= 文書本文 =
┄┄┄┄┄┄┄┄┄┄

内燃機関の燃費性能やエミッション性能を良好にしたり、ノッキングを防止したりする上では、点火時期の制御が重要である。そこで、従来では、機関運転状態に応じた最適な点火時期を予め調べて、マップとしてECU(Electronic Control Unit)に記憶しておき、そのマップに従って点火時期をフィードフォワード的に制御することが一般に行われている。
しかしながら、内燃機関の経時劣化や、運転環境の変化などに応じて、最適な点火時期も変化する。上記のようなマップ制御では、そのような変化に対応することができない。
一方、特開平9−317522号公報には、所定クランク角における目標燃焼割合を運転状態に応じて設定し、所定クランク角における実際の燃焼割合がその目標燃焼割合となるように、点火時期をフィードバック制御する装置が開示されている。
特開平9−317522号公報
上記公報に開示されたような点火時期フィードバック制御によれば、内燃機関の経時劣化や運転環境の変化などに起因する最適点火時期の変化に対応することが一応は可能である。しかしながら、点火時期フィードバック制御の場合には、目標とする燃焼状態と実際の燃焼状態との間にズレが生じた後でなければ、点火時期が修正されない。つまり、制御の遅れが避けられず、応答性が良くないという問題がある。
この発明は、上述のような課題を解決するためになされたもので、点火時期を制御するに際して、内燃機関の経時劣化や運転環境の変化などに適切に対応することができるとともに、制御の遅れを抑制することのできる内燃機関の制御装置を提供することを目的とする。
第1の発明は、上記の目的を達成するため、内燃機関の制御装置であって、
内燃機関の運転状態に応じた点火時期を点火時期モデルに従って算出する点火時期フィードフォワード制御手段と、
燃焼状態を検出する燃焼状態検出手段と、
前記内燃機関の燃焼状態を目標とする燃焼状態に近づけるべく、前記点火時期フィードフォワード制御手段によって算出された点火時期を、前記燃焼状態検出手段により検出された燃焼状態に基づいて補正する点火時期フィードバック制御手段と、
前記点火時期フィードバック制御手段による補正後の点火時期を学習することにより、前記点火時期モデルに従って算出される点火時期が、前記目標とする燃焼状態を実現する点火時期に近くなるように、カルマンフィルタ理論を応用した計算手法に基づいて前記点火時期モデルのパラメータベクトルを更新する点火時期モデル学習手段と、
前記点火時期モデルパラメータベクトルの平均値を算出する平均値算出手段と、
前記点火時期モデル学習手段により更新された点火時期モデルパラメータベクトルと、前記平均値算出手段により算出された点火時期モデルパラメータベクトル平均値との差分ベクトルの共分散行列を算出する共分散算出手段と、
を備え、
前記点火時期モデル学習手段は、前記共分散算出手段により算出された前記差分ベクトルの共分散行列を用いて、前記点火時期モデルパラメータベクトルを更新する計算を行うことを特徴とする。

┄┄┄┄┄┄┄┄┄┄

= データの行 =
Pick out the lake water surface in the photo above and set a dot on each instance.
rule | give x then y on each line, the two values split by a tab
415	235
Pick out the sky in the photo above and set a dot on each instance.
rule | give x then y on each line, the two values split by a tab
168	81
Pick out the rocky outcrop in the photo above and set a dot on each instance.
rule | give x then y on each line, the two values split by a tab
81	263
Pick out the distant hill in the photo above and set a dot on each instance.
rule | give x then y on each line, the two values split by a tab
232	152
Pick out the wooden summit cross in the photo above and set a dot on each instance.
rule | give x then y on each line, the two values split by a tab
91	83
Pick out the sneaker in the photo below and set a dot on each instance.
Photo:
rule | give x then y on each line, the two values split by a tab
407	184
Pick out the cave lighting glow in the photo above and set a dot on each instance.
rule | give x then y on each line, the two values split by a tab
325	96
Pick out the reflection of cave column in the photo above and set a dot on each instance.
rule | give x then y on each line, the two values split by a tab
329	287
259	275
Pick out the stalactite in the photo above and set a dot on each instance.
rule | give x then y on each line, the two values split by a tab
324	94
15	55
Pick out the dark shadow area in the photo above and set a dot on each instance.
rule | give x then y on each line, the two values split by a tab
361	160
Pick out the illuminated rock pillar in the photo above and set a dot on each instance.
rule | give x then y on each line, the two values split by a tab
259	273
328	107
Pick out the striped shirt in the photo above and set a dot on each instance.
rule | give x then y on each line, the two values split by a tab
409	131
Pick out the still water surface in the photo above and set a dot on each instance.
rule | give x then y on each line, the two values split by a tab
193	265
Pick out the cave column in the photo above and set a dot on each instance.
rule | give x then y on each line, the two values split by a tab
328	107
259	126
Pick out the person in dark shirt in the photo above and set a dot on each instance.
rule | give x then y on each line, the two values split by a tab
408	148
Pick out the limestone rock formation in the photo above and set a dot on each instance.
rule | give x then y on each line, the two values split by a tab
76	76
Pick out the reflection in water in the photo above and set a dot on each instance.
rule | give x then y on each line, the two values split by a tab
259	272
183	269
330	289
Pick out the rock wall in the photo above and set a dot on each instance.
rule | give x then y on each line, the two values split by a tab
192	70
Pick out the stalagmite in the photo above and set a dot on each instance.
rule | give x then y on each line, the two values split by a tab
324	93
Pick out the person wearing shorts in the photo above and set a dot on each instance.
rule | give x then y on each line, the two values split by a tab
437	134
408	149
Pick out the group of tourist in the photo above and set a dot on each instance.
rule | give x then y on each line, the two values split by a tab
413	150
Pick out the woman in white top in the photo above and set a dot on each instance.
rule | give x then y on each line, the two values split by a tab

┄┄┄┄┄┄┄┄┄┄

= やること =
1) データの行のうち、「Pick out the woman」を含む行から始まって最後の行で終わる部分について、「white top」を「black top」に入れ替えて書き直してください。それ以外はそのままにします。
2) 点火時期の制御装置についての文章を、途切れたところから続けて書いてください。

= 出力結果 =
1)
Pick out the woman in black top in the photo above and set a dot on each instance.
rule | give x then y on each line, the two values split by a tab

2)
また、第2の発明は、第1の発明において、
前記内燃機関の運転状態を変数とする関数ベクトルをφk、前記点火時期モデルパラメータベクトルをθ^kとし、各記号の下付きの添え字kを前記内燃機関のサイクル数を表すものとしたとき、前記点火時期モデルによって算出される点火時期は、φk Tθ^kで表され、
前記点火時期フィードバック制御手段による補正後の点火時期をSAk、カルマンゲインをKk、Dをベクトル、QおよびRをスカラーとしたとき、前記点火時期モデル学習手段が用いる点火時期モデルパラメータベクトル更新式は、次式
θ^k+1=θ^k+Kk(SAk−φk Tθ^k)
Kk=Pkφk(R+φk TPkφk)-1
Pk=Pk-1+DQDT−Pk-1φk-1(R+φk-1 TPk-1φk-1)-1φk-1 TPk-1 ・・・(I)
で表され、
前記点火時期モデル学習手段は、前記共分散算出手段により算出された前記差分ベクトルの共分散行列を、上記(I)式中の行列DQDTとして用いることを特徴とする。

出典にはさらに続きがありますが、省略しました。